Trecho fornecido:
..........

Mesmo não possuindo tantas dificuldades para entrarem ou permanecerem no Brasil, em 2008 existiam 600 mil imigrantes em situação ilegal, segundo uma avaliação estimada pelo Serviço Pastoral dos Migrantes, entidade ligada à Conferência Nacional dos Bispos do Brasil (CNBB). Entretanto, o Ministério do Trabalho estima que existam cerca de 180 mil ilegais, um total de 20 % dos estrangeiros regularizados no país.
Esses vários imigrantes clandestinos enfrentam diversos problemas, que vão desde as horas excessivas de trabalho até o xenofobismo, como também a dificuldade em se legalizar. Tudo isso com propósitos bem claros, como a busca por melhores oportunidades de vida junto com a possibilidade de mandar dinheiro para os familiares que ficaram em seus países de origem. O infográfico acima traz a relação de quanto esses imigrantes ganhariam em seus países e o quanto ganham no Brasil, e a porcentagem que mandam para seus parentes em suas terras natais.
Feira Kantuta
A feira boliviana Kantuta, que ocorre todos os domingos no bairro do Pari, em São Paulo, é um bom exemplo de como esses imigrantes não se misturam totalmente à cultura de seus novos países. Nela a cultura desse país andino está por toda a parte, simbolizando quase um pedaço da Bolívia no centro de São Paulo.
Essa feira existe desde 2002 e é administrada pela Associação Gastronômica Cultural e Folclórica Boliviana “Padre Bento”, sustentada pelos próprios feirantes e por empresas ligadas principalmente ao transporte de pessoas da Bolívia para o Brasil. Em 2001, ela era feita na Praça Padre Bento, mas com o passar do tempo esse lugar ficou pequeno demais para abrigar essa feira que só crescia. Foi no ano seguinte, que a Associação foi fundada e com ela esse evento cultural mudou de lugar, indo para outra praça maior, entre as ruas Pedro Vicente, Carnot e das Olarias.
Essa nova praça foi batizada de Kantuta, palavra que também dá nome a uma flor que cresce no altiplano andino e que possui as cores da bandeira boliviana. Esse evento foi legalizado e em dias festivos, como a Independência da Bolívia, o Carnaval, o Dia das Mães e das Crianças, cerca de três mil barracas são montadas.

..........

Instruções de trabalho:
1. Diga se cada afirmação a seguir concorda com o texto sobre imigração no Brasil, respondendo sim ou não e citando literalmente as palavras do texto que decidem a resposta.
(a) A feira Kantuta ocorre aos sábados no bairro do Pari.
(b) O Ministério do Trabalho estima que haja cerca de 180 mil imigrantes ilegais no país.
(c) Kantuta é também o nome de uma flor do altiplano andino.
2. Responda às perguntas abaixo com base no texto sobre imigração no Brasil.
(a) Segundo o Serviço Pastoral dos Migrantes, quantos imigrantes estavam em situação ilegal no Brasil em 2008?
(b) Em que praça a feira era feita em 2001?
(c) Quantas barracas são montadas em dias festivos?
3. Prossiga o texto sobre imigração no Brasil a partir do ponto em que ele termina.

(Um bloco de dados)

..........

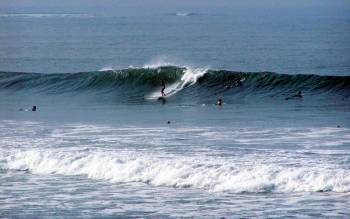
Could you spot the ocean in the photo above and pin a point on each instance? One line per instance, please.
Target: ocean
(101, 144)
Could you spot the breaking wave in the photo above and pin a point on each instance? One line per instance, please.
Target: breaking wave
(180, 172)
(146, 82)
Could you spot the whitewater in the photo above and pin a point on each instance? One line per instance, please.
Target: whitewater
(101, 145)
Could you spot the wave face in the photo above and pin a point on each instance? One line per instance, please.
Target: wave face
(145, 83)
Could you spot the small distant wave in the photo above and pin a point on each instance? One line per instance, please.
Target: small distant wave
(106, 69)
(180, 172)
(184, 14)
(35, 15)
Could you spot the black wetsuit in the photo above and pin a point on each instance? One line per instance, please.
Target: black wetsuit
(163, 84)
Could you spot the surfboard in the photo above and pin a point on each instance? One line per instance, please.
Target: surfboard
(161, 99)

..........

Respostas às tarefas:
1.
(a) Não: "que ocorre todos os domingos no bairro do Pari"
(b) Sim: "o Ministério do Trabalho estima que existam cerca de 180 mil ilegais"
(c) Sim: "palavra que também dá nome a uma flor que cresce no altiplano andino"

2.
(a) 600 mil.
(b) Na Praça Padre Bento.
(c) Cerca de três mil.

3.
O que dá a sensação de estar na Bolívia quando se adentra a Kantuta é o fato de que todos falam em espanhol, seja nas barracas ou pelo alto-falante, além da feira ser famosa pela sua culinária extremamente típica, como o anticucho, coração de boi no espeto, ou o api (suco de milho roxo, que se bebe quente). Outra atração dessa feira é o artesanato, com seus potes de argila e suas peças de lã de lhama. Sem falar dos serviços, como o de cabeleireiro, que também são muito comuns. E, em alguns dias, grupos folclóricos se apresentam com suas músicas e trajes típicos das danças bolivianas.
A existência dessa feira boliviana prova a necessidade que esses imigrantes possuem de manter um contato com suas raízes, pelo fato de não se incorporarem totalmente à cultura brasileira. Mesmo que esse evento tenha se tornado um ponto turístico, das duas mil pessoas circulam por lá todos os domingos cerca de 90% são bolivianos que vão matar a saudade de seu país de origem.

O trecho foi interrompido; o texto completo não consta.